**Trecho**.
..........

Se a pressão surtir efeito, o Ministério da Economia, contudo, vê pagamento semelhante à média do Bolsa Família, R$ 193 – valor próximo dos R$ 200 defendidos originalmente por Guedes para o auxílio emergencial, no início da pandemia.

Partidos de oposição afirmam que é irresponsabilidade do poder público deixar trabalhadores sem proteção, considerando que Estados e municípios estão sendo obrigado a adotar medidas de isolamento para conter o aumento de mortes pela doença.

E ressaltam que o desemprego, de 14,3% ou 14,1 milhões, de acordo com a Pesquisa Nacional por Amostra de Domicílio (Pnad) Contínua, vai subir ainda mais, em um quadro agravado pela alta da inflação nos alimentos e no aluguel.

"Urge aprovar algo nessa direção. Vamos lutar, seja para estender o auxílio, seja para aprovar um projeto de renda básica", disse Alessandro Molon, líder do PSB na Câmara dos Deputados.

"Sem isso, veremos a miséria se espalhar e o tecido social se esgarçar ainda mais. A crise econômica se aprofundará e o país não se recuperará tão cedo", analisa.

"Vamos começar primeira sessão do ano exigindo a manutenção do auxílio. E ele tem que ser de R$ 600, não de R$ 300 – basta analisar os dados econômicos para ver o efeito que teve no conjunto da economia e na vida das pessoas", afirmou à coluna Ênio Verri, líder do PT na Câmara.

"A inexistência do auxílio ou de outra política mais explícita para garantia de sobrevivência da população é o caos. O número de miseráveis e desemprego, enquanto o governo trata a pandemia apenas como um detalhe, mostra a grande crise humanitária que vivemos hoje", completa.

Auxílio emergencial entra na disputa da Presidência da Câmara

O candidato da frente organizada por Rodrigo Maia (DEM-RJ) à Presidência da Câmara, Baleia Rossi (MDB-SP), defendeu que a busca de um financiamento para um "reforço do Bolsa Família ou uma alternativa ao auxílio emergencial" deve ser prioridade, "enquanto não tivermos a vacina". Mas que isso deve ser feito respeitando o teto dos gastos. Ou seja, reorganizando despesas.

..........

**Extrato de dados**.
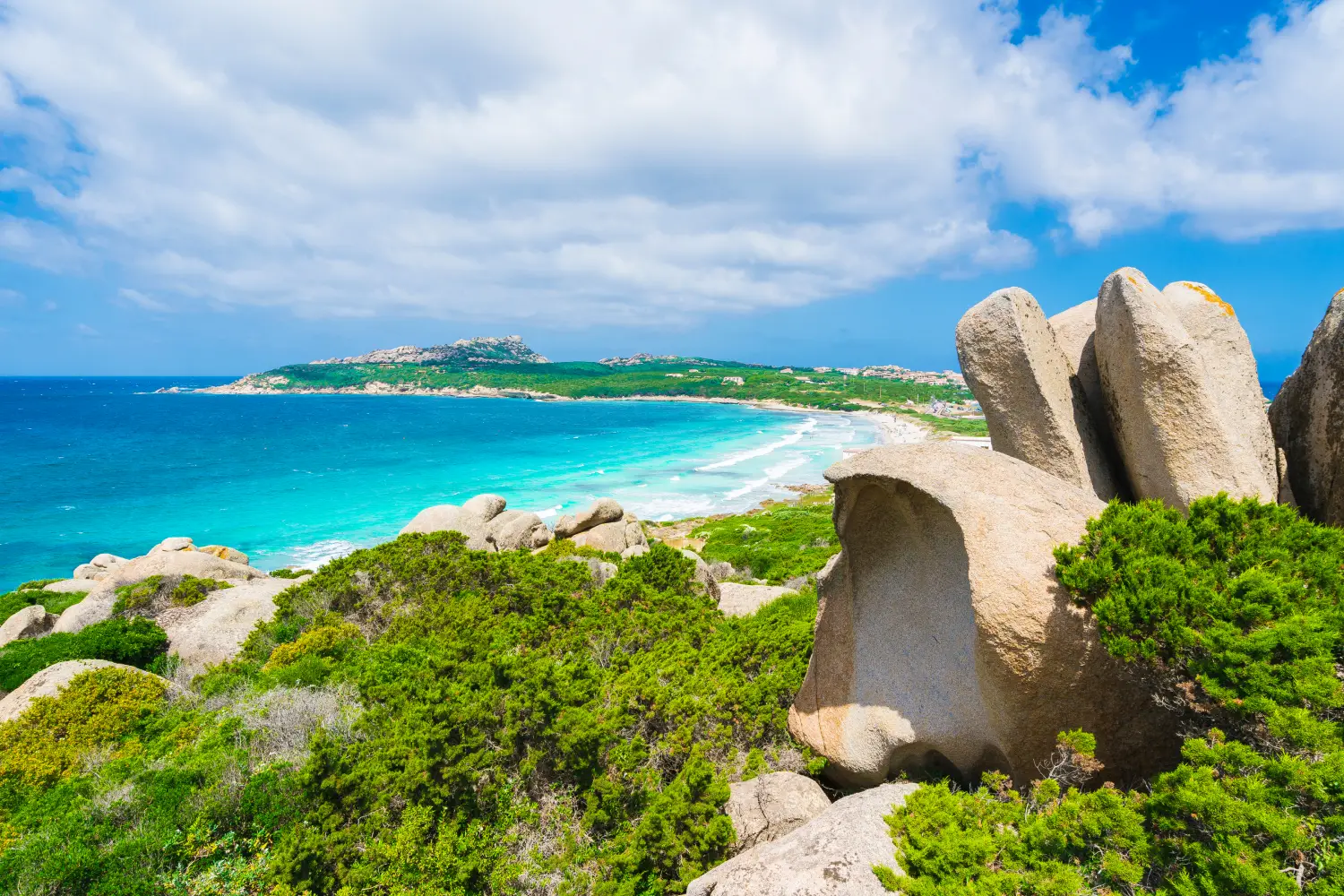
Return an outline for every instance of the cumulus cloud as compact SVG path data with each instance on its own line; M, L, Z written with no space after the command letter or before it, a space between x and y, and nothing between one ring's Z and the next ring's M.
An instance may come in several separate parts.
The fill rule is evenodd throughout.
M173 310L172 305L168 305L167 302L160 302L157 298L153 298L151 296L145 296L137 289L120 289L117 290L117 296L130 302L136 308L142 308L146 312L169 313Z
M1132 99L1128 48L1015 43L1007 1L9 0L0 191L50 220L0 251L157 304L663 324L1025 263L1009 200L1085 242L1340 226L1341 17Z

..........

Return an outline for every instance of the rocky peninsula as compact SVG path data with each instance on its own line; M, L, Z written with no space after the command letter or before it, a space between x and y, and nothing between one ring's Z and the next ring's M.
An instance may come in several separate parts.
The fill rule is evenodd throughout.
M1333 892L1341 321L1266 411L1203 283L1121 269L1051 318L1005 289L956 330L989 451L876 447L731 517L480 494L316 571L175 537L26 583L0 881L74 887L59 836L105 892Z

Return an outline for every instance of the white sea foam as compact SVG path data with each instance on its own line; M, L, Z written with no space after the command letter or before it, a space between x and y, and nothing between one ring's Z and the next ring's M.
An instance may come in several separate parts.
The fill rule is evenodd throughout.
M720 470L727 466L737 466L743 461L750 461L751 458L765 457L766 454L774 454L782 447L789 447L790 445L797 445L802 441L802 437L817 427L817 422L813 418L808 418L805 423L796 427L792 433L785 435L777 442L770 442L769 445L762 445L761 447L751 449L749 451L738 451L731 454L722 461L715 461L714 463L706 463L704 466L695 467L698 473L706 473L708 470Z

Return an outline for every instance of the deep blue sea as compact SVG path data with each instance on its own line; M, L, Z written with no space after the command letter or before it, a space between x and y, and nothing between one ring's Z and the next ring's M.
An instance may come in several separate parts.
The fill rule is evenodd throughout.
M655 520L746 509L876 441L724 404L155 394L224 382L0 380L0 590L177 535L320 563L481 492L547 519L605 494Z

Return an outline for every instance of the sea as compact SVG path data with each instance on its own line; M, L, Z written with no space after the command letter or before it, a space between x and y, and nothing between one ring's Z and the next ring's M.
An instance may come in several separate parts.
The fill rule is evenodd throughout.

..........

**O que fazer**.
Responda com base no trecho sobre o auxílio emergencial:
1. Qual é o valor médio do Bolsa Família mencionado?
2. Qual taxa de desemprego é citada com base na Pnad Contínua?
3. Que valor de auxílio Ênio Verri defende?
Não é preciso consultar os registros.

**Resultado**.
1. R$ 193.
2. 14,3%, ou 14,1 milhões de pessoas.
3. R$ 600.